▶

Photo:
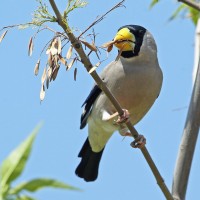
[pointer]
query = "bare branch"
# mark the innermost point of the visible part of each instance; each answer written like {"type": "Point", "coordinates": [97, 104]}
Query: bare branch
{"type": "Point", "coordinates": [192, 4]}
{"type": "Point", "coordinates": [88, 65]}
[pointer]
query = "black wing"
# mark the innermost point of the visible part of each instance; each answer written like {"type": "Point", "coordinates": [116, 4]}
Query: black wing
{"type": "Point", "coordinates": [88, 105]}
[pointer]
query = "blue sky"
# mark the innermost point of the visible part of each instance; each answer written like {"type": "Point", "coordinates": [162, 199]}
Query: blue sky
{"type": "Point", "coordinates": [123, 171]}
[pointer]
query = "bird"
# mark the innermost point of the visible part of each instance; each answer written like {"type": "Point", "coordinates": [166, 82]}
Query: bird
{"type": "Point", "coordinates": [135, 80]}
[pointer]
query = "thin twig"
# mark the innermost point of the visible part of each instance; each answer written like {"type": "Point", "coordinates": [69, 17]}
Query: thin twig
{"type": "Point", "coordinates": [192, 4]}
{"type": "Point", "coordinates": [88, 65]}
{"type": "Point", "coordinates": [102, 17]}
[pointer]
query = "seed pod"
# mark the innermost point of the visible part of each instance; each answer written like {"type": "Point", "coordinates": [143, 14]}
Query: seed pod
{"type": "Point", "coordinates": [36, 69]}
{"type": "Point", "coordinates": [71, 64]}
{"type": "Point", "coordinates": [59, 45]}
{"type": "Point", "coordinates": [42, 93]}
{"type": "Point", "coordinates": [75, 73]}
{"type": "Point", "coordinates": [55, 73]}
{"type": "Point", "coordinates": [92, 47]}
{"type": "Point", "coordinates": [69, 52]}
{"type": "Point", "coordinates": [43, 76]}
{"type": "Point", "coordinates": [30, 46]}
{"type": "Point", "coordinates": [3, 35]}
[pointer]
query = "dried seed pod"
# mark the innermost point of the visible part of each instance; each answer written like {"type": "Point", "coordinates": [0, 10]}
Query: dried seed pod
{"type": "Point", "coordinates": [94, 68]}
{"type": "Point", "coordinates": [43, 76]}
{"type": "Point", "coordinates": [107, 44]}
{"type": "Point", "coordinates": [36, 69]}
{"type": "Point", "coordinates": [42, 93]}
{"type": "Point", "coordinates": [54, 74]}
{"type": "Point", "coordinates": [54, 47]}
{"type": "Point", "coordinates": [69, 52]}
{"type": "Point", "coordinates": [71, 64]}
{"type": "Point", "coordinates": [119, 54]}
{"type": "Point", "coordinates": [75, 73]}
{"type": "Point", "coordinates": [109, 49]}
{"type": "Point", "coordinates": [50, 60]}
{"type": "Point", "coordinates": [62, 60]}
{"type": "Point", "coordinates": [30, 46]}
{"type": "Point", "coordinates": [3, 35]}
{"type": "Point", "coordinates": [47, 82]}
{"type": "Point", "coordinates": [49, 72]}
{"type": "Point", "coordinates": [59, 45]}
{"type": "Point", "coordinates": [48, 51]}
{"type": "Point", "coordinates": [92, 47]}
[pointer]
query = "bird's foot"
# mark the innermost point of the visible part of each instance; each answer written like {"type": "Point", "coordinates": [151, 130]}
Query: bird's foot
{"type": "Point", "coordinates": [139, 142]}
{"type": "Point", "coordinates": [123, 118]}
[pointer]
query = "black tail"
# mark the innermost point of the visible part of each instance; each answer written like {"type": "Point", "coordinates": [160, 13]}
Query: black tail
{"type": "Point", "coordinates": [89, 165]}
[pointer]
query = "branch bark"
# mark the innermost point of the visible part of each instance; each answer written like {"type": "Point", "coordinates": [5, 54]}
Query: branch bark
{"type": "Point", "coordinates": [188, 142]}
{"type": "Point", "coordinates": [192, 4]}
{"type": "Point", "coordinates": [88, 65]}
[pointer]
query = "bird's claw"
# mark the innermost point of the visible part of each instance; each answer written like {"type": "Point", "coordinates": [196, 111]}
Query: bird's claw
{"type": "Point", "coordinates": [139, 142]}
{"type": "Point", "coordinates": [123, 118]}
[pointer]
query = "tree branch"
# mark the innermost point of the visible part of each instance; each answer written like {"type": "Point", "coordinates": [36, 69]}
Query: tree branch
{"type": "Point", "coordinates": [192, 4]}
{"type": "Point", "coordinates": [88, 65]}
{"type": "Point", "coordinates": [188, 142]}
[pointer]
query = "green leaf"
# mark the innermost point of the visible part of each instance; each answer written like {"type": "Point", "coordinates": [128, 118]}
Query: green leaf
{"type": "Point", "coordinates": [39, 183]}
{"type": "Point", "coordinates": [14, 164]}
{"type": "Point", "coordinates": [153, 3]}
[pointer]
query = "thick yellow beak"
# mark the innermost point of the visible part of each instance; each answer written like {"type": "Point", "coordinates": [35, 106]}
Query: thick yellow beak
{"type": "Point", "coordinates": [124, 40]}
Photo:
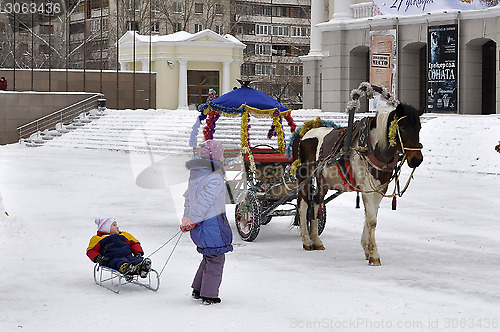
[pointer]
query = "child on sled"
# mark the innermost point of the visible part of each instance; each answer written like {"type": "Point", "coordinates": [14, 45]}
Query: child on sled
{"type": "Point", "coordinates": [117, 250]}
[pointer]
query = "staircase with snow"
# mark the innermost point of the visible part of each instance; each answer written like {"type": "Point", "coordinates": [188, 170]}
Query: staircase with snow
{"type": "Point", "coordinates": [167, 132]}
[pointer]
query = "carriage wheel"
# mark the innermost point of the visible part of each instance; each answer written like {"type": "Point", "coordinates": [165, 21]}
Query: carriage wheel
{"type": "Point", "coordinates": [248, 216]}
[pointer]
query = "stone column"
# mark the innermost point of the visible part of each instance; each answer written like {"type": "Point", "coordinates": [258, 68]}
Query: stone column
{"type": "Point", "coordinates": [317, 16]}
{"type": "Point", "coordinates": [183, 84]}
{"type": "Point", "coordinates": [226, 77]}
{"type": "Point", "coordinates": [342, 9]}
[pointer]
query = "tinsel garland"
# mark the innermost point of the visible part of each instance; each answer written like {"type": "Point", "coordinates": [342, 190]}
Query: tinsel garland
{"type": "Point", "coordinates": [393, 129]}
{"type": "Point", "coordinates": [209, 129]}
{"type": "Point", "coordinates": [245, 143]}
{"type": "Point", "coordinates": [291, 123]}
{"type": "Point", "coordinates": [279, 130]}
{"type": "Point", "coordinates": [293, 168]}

◀

Without including a single picture, restate all of the data word for word.

Photo:
[pointer]
query = "bare branch"
# mark the innermost point of the visible part of each instance; each answer written like {"type": "Point", "coordinates": [97, 104]}
Query: bare branch
{"type": "Point", "coordinates": [192, 4]}
{"type": "Point", "coordinates": [88, 65]}
[pointer]
query = "black wing"
# mark the innermost point of the visible part of each instance; each answer written like {"type": "Point", "coordinates": [116, 4]}
Query: black wing
{"type": "Point", "coordinates": [88, 105]}
[pointer]
query = "blue sky"
# mark the innermost point of the visible part of each instance; each answer written like {"type": "Point", "coordinates": [162, 199]}
Query: blue sky
{"type": "Point", "coordinates": [123, 171]}
[pointer]
query = "bird"
# mark the innermost point of the visible part of each instance; each answer written like {"type": "Point", "coordinates": [166, 82]}
Query: bird
{"type": "Point", "coordinates": [135, 80]}
[pointer]
query = "thin twig"
# mark the innermost point of the visible part of each instance; each answer written like {"type": "Point", "coordinates": [69, 17]}
Query: thin twig
{"type": "Point", "coordinates": [192, 4]}
{"type": "Point", "coordinates": [88, 65]}
{"type": "Point", "coordinates": [102, 17]}
[pointer]
query = "seed pod"
# mark the innermost point of the visible part of each instance; each answer written like {"type": "Point", "coordinates": [143, 14]}
Query: seed pod
{"type": "Point", "coordinates": [36, 69]}
{"type": "Point", "coordinates": [71, 64]}
{"type": "Point", "coordinates": [59, 45]}
{"type": "Point", "coordinates": [42, 93]}
{"type": "Point", "coordinates": [75, 73]}
{"type": "Point", "coordinates": [55, 73]}
{"type": "Point", "coordinates": [92, 47]}
{"type": "Point", "coordinates": [69, 52]}
{"type": "Point", "coordinates": [43, 76]}
{"type": "Point", "coordinates": [30, 46]}
{"type": "Point", "coordinates": [3, 35]}
[pointer]
query = "dried seed pod"
# mark the innermost point of the visible part of each instance; each answer written like {"type": "Point", "coordinates": [0, 10]}
Query: dried seed pod
{"type": "Point", "coordinates": [94, 68]}
{"type": "Point", "coordinates": [43, 76]}
{"type": "Point", "coordinates": [107, 44]}
{"type": "Point", "coordinates": [36, 69]}
{"type": "Point", "coordinates": [42, 93]}
{"type": "Point", "coordinates": [54, 74]}
{"type": "Point", "coordinates": [54, 47]}
{"type": "Point", "coordinates": [69, 52]}
{"type": "Point", "coordinates": [71, 64]}
{"type": "Point", "coordinates": [119, 54]}
{"type": "Point", "coordinates": [75, 73]}
{"type": "Point", "coordinates": [109, 49]}
{"type": "Point", "coordinates": [50, 60]}
{"type": "Point", "coordinates": [62, 60]}
{"type": "Point", "coordinates": [30, 46]}
{"type": "Point", "coordinates": [3, 35]}
{"type": "Point", "coordinates": [47, 82]}
{"type": "Point", "coordinates": [49, 72]}
{"type": "Point", "coordinates": [59, 45]}
{"type": "Point", "coordinates": [48, 51]}
{"type": "Point", "coordinates": [92, 47]}
[pointer]
query = "bird's foot"
# mark the innermost point of the visible part of each instance; each answer written like {"type": "Point", "coordinates": [151, 130]}
Query: bird's foot
{"type": "Point", "coordinates": [139, 142]}
{"type": "Point", "coordinates": [123, 118]}
[pointer]
query = "black tail"
# mark the innermost point of the visible part of each instance; each answer written like {"type": "Point", "coordinates": [160, 13]}
Query: black tail
{"type": "Point", "coordinates": [89, 165]}
[pointer]
query = "branch bark"
# mark the innermost point of the visible part of each instance; each answer written like {"type": "Point", "coordinates": [5, 54]}
Query: branch bark
{"type": "Point", "coordinates": [188, 142]}
{"type": "Point", "coordinates": [192, 4]}
{"type": "Point", "coordinates": [88, 65]}
[pointer]
query = "bird's claw"
# mark the innermost point of the visible part of each instance; each answer written like {"type": "Point", "coordinates": [196, 111]}
Query: bird's claw
{"type": "Point", "coordinates": [139, 142]}
{"type": "Point", "coordinates": [123, 118]}
[pointer]
query = "tree branch"
# mark the innermost point of the visible part of each instance; each answer written like {"type": "Point", "coordinates": [36, 69]}
Query: tree branch
{"type": "Point", "coordinates": [192, 4]}
{"type": "Point", "coordinates": [88, 65]}
{"type": "Point", "coordinates": [188, 142]}
[pointer]
query = "green leaf"
# mark the innermost point of the visible part of each instance; each answer written like {"type": "Point", "coordinates": [128, 118]}
Query: green leaf
{"type": "Point", "coordinates": [39, 183]}
{"type": "Point", "coordinates": [14, 164]}
{"type": "Point", "coordinates": [153, 3]}
[pointer]
query = "thick yellow beak"
# mark the innermost point of the visible part of each instance; each answer written like {"type": "Point", "coordinates": [35, 106]}
Query: thick yellow beak
{"type": "Point", "coordinates": [124, 40]}
Photo:
[pointer]
query = "child on sled"
# mark the innermost point of the visible part of each instance; each answer written like {"type": "Point", "coordinates": [14, 45]}
Query: child on sled
{"type": "Point", "coordinates": [117, 250]}
[pointer]
query = "staircase with snow"
# mark the innermost point of the visible part of each instance; each answer written like {"type": "Point", "coordinates": [188, 170]}
Query: staircase with snow
{"type": "Point", "coordinates": [167, 132]}
[pointer]
query = "carriage wheel"
# mark the innermost point of the visible part of each instance; each answer written like {"type": "Point", "coordinates": [165, 21]}
Query: carriage wheel
{"type": "Point", "coordinates": [248, 216]}
[pointer]
query = "stone column"
# mark the innermost point of the visible part of each instance; each answer written like {"type": "Point", "coordinates": [258, 68]}
Query: stone column
{"type": "Point", "coordinates": [317, 16]}
{"type": "Point", "coordinates": [183, 84]}
{"type": "Point", "coordinates": [226, 77]}
{"type": "Point", "coordinates": [342, 9]}
[pointer]
query = "tinsel garland"
# mark the innermost point of the visible part of each instance; each answer written like {"type": "Point", "coordinates": [342, 190]}
Query: tinsel garland
{"type": "Point", "coordinates": [393, 129]}
{"type": "Point", "coordinates": [209, 129]}
{"type": "Point", "coordinates": [245, 143]}
{"type": "Point", "coordinates": [291, 123]}
{"type": "Point", "coordinates": [279, 130]}
{"type": "Point", "coordinates": [293, 168]}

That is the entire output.